Referring expression pointing data
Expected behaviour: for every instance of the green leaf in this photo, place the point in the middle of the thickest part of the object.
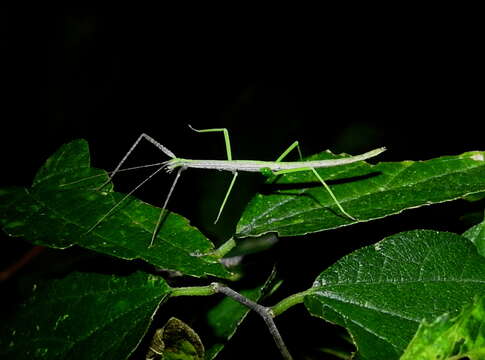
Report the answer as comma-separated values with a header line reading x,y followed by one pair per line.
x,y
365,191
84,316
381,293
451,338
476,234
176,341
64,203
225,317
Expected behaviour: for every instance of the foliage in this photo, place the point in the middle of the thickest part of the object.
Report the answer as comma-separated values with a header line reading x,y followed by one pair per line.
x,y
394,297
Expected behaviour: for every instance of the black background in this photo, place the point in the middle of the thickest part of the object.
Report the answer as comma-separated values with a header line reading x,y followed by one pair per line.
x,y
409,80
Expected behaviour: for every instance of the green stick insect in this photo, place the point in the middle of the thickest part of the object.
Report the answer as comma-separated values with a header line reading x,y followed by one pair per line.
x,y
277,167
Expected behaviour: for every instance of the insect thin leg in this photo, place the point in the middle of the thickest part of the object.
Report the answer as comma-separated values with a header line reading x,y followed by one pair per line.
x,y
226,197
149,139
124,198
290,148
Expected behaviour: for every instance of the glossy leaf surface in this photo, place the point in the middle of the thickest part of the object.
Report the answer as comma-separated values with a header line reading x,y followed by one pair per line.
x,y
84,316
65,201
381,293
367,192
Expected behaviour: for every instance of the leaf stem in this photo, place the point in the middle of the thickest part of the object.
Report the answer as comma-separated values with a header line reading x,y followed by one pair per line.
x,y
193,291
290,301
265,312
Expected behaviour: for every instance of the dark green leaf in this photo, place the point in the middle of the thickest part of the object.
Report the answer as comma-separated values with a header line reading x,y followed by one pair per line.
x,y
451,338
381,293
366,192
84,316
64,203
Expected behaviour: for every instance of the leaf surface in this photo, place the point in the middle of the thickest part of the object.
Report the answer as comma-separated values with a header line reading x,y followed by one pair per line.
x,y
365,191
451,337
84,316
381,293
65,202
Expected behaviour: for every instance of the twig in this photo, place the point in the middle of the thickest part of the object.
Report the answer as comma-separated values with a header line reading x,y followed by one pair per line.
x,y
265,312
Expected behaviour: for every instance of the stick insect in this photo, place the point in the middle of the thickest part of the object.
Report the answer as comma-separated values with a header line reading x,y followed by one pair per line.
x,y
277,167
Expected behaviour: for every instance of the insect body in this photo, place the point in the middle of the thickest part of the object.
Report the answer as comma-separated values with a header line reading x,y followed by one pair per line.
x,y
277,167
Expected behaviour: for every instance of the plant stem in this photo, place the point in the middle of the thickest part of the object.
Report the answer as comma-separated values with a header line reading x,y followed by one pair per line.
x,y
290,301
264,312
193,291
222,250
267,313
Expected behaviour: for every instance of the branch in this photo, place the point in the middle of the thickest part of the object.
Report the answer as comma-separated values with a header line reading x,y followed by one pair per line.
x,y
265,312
---
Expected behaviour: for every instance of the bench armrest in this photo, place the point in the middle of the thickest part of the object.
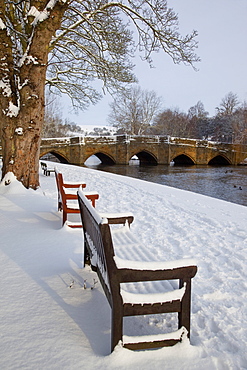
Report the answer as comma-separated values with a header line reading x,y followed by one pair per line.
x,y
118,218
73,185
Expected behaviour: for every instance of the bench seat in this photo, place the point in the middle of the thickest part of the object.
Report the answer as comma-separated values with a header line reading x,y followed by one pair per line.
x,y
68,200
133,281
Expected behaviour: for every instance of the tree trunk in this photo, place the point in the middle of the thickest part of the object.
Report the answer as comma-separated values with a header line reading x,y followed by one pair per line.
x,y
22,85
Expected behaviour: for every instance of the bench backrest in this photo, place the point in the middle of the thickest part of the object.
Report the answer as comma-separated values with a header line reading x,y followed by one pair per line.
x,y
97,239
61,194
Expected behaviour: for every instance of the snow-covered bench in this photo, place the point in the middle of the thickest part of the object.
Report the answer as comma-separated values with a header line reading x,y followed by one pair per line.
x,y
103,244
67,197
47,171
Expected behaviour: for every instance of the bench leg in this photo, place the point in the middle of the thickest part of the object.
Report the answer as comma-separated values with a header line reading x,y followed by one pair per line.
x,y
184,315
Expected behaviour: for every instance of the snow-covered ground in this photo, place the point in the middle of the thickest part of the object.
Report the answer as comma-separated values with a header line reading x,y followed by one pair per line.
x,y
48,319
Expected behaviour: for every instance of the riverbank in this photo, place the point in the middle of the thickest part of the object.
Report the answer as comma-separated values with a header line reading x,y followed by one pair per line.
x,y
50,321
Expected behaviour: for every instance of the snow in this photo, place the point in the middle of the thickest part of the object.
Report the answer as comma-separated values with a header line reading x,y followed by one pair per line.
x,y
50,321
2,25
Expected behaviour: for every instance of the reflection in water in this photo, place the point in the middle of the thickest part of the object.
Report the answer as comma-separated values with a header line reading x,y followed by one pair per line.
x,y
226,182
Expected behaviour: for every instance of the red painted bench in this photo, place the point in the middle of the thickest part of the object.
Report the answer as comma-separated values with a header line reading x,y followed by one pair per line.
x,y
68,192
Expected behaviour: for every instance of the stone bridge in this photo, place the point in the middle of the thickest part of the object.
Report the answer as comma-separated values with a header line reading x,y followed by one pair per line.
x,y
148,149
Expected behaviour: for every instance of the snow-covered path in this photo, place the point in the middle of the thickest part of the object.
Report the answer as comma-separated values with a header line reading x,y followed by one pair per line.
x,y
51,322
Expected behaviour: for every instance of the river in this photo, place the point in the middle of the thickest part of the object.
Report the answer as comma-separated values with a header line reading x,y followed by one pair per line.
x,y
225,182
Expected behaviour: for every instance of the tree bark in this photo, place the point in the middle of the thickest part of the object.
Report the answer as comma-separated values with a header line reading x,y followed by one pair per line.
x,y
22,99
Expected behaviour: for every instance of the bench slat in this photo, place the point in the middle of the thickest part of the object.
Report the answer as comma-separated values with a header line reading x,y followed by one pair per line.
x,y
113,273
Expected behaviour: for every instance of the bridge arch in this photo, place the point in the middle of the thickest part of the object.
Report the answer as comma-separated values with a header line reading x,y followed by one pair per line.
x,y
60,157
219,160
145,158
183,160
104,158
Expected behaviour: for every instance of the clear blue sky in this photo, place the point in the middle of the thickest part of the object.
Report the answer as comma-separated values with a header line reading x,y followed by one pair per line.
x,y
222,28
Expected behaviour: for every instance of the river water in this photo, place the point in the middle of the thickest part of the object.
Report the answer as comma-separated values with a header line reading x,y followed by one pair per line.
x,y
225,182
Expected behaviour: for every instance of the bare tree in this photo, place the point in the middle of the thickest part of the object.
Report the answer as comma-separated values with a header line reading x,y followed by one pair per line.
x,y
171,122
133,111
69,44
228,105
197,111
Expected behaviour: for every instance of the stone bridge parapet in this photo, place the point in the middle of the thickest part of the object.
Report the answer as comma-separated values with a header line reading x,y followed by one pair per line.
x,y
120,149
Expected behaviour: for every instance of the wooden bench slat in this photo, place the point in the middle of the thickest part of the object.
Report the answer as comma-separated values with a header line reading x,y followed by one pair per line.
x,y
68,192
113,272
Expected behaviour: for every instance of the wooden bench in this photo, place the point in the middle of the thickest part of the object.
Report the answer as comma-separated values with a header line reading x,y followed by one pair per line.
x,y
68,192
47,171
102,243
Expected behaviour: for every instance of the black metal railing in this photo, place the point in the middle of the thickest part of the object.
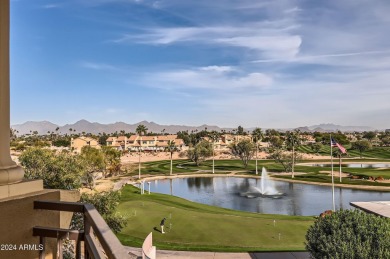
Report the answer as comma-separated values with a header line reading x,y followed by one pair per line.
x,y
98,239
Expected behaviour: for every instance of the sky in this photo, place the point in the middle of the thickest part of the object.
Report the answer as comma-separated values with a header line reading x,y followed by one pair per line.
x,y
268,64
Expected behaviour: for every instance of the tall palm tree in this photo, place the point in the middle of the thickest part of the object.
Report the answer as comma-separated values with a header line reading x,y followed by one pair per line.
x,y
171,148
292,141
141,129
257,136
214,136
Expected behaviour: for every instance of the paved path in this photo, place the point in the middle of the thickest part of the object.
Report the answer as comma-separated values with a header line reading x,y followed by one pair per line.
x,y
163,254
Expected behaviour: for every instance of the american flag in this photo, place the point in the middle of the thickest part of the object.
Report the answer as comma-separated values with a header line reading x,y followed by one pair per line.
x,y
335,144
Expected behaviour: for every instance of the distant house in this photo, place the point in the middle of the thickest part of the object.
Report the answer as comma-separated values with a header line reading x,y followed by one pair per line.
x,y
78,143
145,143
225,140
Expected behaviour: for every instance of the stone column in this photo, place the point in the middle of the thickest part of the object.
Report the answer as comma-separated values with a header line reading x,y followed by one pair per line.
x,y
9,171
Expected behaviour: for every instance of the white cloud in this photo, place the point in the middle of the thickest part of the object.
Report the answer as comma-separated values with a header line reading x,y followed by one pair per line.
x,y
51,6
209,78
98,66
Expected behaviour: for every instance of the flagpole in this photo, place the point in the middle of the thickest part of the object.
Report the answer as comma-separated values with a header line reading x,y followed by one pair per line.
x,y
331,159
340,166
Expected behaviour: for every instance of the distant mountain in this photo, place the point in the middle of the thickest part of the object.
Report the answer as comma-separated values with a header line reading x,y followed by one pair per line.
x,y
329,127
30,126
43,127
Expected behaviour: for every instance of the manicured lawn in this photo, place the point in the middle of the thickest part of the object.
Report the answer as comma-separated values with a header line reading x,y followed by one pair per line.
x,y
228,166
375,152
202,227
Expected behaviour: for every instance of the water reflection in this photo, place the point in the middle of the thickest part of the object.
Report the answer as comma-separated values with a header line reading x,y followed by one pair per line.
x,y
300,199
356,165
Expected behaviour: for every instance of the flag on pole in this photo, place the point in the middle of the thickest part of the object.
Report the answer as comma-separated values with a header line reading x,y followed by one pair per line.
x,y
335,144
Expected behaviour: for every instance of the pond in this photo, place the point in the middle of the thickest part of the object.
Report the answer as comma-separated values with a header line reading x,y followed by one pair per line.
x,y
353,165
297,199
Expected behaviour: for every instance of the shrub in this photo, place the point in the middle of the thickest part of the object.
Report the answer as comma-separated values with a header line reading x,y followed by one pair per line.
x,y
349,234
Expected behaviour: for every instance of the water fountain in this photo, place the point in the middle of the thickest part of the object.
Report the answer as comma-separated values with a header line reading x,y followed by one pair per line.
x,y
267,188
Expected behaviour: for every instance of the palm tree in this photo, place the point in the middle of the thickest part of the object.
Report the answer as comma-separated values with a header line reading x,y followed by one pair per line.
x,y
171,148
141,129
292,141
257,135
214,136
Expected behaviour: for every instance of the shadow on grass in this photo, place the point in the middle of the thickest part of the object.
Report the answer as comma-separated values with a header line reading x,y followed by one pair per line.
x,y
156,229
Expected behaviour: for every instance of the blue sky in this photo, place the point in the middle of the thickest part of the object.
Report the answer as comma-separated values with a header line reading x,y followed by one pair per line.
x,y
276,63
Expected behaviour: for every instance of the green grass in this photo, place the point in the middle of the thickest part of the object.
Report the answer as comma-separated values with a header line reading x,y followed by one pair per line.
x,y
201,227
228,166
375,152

- Work order -
Please return every line in the data that includes the string "grass".

- Solution for this task -
Expected behaviour: for every instance of the shadow on grass in this photo, place the point in the middle of the thickest part of the object.
Expected behaviour: for every instance of the green grass in this photo, place the point in the middle of the thickest part of the object.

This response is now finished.